[Records drawn from a dataset]
Content starts
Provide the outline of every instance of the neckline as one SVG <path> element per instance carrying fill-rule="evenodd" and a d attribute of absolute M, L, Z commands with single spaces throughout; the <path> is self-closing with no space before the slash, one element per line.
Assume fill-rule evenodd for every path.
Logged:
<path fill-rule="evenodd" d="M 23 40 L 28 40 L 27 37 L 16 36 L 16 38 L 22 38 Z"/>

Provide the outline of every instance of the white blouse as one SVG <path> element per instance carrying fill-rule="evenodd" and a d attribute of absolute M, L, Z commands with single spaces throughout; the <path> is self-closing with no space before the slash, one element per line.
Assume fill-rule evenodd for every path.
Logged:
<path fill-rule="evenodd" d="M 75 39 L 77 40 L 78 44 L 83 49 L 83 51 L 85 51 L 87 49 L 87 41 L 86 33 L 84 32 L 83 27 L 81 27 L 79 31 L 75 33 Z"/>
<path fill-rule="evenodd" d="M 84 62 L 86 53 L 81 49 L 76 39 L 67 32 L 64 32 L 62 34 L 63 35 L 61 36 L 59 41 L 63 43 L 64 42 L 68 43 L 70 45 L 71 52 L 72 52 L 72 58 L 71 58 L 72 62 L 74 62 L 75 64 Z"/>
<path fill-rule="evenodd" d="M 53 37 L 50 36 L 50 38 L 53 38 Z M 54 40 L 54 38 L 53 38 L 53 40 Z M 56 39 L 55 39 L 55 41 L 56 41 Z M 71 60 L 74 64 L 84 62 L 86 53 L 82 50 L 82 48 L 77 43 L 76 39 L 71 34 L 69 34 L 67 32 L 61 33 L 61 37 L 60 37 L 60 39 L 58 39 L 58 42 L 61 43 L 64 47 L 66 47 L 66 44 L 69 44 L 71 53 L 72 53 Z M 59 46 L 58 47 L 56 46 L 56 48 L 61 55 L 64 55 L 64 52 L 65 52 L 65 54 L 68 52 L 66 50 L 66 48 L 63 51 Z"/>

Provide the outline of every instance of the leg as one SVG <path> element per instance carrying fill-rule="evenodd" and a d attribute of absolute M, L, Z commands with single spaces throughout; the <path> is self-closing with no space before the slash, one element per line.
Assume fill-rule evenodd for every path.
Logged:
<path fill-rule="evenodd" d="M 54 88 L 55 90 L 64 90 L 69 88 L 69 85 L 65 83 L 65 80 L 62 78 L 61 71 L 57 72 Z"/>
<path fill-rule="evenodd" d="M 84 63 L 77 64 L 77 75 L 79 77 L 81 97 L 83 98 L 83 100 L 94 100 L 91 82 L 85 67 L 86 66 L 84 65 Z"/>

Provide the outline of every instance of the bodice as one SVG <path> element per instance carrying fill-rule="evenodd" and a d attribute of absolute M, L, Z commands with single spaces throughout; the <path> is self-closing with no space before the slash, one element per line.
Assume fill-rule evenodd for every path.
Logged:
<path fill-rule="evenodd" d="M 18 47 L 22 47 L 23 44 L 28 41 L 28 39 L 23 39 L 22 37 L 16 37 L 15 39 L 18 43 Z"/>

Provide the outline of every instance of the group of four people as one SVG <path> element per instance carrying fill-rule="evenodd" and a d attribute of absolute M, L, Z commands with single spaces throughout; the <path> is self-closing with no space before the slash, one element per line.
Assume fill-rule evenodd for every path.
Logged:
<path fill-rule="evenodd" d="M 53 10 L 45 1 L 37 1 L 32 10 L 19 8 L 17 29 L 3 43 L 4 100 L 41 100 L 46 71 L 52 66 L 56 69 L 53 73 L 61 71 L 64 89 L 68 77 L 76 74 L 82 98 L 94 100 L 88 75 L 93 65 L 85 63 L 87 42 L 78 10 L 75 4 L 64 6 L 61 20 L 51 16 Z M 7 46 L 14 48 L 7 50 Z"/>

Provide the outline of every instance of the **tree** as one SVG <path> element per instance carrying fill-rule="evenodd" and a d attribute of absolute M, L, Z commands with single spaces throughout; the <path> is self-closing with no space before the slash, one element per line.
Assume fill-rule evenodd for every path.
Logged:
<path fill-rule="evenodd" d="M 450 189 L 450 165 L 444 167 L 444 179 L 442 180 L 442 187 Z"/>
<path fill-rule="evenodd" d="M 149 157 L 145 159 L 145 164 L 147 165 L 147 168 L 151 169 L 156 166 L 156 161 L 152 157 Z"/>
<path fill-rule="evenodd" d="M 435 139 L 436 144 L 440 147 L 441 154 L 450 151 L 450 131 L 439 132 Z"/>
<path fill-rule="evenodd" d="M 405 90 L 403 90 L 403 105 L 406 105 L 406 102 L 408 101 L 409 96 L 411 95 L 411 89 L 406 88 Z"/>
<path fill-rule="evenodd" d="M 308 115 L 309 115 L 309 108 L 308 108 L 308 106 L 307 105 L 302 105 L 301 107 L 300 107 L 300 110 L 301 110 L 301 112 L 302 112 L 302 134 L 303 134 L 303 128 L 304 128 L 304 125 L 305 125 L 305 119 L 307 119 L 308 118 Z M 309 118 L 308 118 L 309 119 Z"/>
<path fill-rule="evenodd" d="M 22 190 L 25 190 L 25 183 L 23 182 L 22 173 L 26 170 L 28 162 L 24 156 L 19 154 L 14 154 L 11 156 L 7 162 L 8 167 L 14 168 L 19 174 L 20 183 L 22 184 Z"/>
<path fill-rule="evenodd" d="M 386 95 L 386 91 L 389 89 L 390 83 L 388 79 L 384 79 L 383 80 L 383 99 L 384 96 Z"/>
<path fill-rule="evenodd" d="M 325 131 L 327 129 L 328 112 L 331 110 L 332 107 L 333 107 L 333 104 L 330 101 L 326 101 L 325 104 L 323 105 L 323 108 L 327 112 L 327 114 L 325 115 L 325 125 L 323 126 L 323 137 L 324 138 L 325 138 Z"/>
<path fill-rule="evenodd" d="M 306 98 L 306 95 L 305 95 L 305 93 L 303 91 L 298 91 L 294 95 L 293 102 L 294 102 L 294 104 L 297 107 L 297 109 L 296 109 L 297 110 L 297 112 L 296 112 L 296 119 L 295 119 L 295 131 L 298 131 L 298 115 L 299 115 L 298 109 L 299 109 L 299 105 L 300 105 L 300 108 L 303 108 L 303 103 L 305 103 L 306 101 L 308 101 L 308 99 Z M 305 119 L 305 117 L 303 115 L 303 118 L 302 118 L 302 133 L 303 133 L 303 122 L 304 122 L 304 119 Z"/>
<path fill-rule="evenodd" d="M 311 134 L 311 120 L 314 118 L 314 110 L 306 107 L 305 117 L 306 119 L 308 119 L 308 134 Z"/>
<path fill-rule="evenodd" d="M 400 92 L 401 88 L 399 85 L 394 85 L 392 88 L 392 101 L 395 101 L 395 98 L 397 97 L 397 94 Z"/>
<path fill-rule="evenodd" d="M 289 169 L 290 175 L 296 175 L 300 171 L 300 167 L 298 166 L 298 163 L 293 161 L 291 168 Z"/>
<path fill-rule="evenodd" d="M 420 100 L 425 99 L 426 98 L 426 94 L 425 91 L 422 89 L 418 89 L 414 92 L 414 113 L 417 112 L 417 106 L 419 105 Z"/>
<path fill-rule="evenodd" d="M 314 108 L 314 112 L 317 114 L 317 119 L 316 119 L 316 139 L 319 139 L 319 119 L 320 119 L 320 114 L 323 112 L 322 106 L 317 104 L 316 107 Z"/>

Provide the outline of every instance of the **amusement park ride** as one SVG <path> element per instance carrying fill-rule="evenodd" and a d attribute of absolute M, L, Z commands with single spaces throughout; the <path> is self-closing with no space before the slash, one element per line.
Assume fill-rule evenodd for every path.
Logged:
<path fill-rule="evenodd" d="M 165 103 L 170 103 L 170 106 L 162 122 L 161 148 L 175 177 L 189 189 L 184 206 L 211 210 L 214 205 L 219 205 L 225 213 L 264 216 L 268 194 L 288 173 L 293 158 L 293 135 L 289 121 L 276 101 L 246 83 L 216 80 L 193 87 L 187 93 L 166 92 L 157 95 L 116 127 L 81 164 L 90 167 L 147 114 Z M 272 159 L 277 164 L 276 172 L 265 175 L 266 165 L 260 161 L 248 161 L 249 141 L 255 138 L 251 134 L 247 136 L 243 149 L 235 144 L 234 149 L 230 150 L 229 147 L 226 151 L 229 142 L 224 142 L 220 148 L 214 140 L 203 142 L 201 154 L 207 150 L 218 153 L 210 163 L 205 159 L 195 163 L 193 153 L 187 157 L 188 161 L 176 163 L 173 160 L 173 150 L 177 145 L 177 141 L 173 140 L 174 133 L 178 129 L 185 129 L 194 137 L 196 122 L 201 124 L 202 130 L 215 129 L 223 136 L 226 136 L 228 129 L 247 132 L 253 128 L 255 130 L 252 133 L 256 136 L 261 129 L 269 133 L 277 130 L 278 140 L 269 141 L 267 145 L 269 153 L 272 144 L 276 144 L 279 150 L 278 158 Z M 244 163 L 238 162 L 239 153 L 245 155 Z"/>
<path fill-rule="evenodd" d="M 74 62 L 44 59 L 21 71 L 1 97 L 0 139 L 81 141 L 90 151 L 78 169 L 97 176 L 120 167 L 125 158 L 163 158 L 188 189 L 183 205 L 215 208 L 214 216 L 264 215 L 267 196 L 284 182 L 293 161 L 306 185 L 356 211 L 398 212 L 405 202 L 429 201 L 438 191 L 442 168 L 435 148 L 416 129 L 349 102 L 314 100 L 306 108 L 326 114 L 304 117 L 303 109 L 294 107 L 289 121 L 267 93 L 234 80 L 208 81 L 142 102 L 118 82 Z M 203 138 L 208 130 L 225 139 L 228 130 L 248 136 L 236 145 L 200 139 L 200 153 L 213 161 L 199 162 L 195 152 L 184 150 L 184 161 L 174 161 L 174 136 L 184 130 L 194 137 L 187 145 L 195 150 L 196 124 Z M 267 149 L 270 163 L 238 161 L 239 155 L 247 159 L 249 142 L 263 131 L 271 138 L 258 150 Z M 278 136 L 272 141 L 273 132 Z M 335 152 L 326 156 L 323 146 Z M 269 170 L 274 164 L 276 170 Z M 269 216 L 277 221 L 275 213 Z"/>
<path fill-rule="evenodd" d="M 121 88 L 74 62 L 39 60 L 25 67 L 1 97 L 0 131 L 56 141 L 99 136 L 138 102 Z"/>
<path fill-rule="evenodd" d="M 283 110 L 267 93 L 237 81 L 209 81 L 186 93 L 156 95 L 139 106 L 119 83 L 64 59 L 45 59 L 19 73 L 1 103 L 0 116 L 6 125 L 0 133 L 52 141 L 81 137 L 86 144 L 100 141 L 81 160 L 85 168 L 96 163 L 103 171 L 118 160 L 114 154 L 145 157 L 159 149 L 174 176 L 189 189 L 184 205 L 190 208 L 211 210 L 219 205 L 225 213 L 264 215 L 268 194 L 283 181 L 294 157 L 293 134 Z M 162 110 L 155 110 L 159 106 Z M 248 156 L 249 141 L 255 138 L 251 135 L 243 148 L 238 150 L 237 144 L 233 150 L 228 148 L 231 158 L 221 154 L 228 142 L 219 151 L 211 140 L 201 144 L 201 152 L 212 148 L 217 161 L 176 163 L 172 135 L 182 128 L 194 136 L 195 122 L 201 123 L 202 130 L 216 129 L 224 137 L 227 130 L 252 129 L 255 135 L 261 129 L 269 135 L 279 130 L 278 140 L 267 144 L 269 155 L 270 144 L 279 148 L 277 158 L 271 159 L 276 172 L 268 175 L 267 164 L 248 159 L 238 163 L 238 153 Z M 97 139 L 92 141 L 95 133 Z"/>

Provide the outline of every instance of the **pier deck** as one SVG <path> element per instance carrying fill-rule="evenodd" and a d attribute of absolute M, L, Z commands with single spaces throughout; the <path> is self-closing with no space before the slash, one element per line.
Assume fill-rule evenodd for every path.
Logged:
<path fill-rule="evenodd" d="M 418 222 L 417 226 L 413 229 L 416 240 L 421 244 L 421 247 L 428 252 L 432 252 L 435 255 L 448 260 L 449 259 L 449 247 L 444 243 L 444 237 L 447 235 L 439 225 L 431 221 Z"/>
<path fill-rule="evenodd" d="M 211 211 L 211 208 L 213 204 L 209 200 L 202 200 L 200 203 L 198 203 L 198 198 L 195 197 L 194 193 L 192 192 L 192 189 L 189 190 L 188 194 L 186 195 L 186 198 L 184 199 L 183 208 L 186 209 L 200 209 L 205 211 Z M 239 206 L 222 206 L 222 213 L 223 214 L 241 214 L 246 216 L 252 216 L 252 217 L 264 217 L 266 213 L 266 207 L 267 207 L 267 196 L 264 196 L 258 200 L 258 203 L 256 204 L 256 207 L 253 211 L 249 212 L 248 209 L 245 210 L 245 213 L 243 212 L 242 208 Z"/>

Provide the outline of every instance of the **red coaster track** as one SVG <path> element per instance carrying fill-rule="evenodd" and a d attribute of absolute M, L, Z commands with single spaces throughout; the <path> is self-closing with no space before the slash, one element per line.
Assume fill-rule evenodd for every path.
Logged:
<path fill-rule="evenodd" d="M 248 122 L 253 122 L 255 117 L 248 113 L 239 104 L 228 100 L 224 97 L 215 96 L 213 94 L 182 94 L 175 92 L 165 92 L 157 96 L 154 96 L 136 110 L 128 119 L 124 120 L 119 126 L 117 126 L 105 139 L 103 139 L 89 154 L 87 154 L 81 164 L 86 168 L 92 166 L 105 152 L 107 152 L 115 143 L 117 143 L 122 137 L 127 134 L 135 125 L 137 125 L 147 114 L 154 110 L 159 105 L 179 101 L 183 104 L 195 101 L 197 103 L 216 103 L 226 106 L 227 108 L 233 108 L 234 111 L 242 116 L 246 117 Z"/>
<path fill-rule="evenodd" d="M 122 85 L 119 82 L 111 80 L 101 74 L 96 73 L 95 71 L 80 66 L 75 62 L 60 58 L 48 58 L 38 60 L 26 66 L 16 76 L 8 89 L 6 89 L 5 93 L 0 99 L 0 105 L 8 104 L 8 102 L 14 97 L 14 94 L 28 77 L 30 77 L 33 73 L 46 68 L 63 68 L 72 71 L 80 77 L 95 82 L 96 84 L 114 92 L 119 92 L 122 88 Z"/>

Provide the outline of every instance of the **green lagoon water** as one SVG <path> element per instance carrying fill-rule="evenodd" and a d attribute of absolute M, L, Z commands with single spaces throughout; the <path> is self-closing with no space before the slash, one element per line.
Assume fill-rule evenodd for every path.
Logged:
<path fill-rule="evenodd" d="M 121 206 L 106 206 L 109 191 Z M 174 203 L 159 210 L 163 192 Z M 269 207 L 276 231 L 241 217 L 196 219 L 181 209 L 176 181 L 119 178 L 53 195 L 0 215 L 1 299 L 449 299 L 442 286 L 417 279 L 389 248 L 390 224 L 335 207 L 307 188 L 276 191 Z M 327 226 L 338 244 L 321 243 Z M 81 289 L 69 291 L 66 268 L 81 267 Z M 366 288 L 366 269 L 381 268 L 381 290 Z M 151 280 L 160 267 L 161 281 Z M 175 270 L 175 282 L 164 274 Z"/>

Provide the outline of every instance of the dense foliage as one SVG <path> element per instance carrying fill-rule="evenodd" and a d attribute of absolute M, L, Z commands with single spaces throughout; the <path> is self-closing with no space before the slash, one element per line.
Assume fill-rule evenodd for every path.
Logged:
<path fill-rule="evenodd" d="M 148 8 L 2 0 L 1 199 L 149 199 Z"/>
Content ends
INSTRUCTIONS TO FOLLOW: Leave out every line above except those from the line with "Provide the outline of every instance of the leg" up to and including the line with "Provide the outline of every instance of the **tree**", and copy those exactly.

REPLY TO THE EXERCISE:
Provide the outline of every instance of the leg as one SVG <path> element per instance carrying fill-rule="evenodd" and a d attribute of absolute M, L, Z commands with single spaces throughout; the <path> is self-closing with no space before the slash, one element per line.
Assume fill-rule evenodd for every path.
Logged:
<path fill-rule="evenodd" d="M 54 88 L 55 90 L 64 90 L 69 88 L 69 85 L 65 83 L 65 80 L 62 78 L 61 71 L 57 72 Z"/>
<path fill-rule="evenodd" d="M 84 63 L 77 64 L 77 75 L 79 77 L 81 97 L 83 98 L 83 100 L 94 100 L 91 82 L 85 67 L 86 66 L 84 65 Z"/>

Provide the outline of every instance of the bodice as one SVG <path> element per instance carrying fill-rule="evenodd" and a d attribute of absolute M, L, Z commands with single spaces throughout; the <path> is self-closing with no space before the slash, one element per line.
Assume fill-rule evenodd for every path.
Logged:
<path fill-rule="evenodd" d="M 18 47 L 22 47 L 23 44 L 28 41 L 28 39 L 23 39 L 22 37 L 16 37 L 15 39 L 18 43 Z"/>

Provide the outline of every instance of the group of four people as one SVG <path> element per instance carrying fill-rule="evenodd" and a d attribute of absolute M, L, Z commands with single spaces throughout; the <path> is self-closing with no space before the slash, one element per line.
Assume fill-rule evenodd for every path.
Logged:
<path fill-rule="evenodd" d="M 53 10 L 45 1 L 37 1 L 32 10 L 19 8 L 17 29 L 3 43 L 4 100 L 41 100 L 46 71 L 52 66 L 56 69 L 53 73 L 61 71 L 64 89 L 68 77 L 76 74 L 82 98 L 94 100 L 88 75 L 93 65 L 85 63 L 87 42 L 78 10 L 75 4 L 64 6 L 61 20 L 51 16 Z M 7 46 L 14 48 L 7 50 Z"/>

Provide the outline of every instance of the **tree** as one SVG <path> element per instance carrying fill-rule="evenodd" and a d attribute of absolute M, L, Z commands with single spaces throughout; the <path> is self-closing with no space before the slash, one element per line.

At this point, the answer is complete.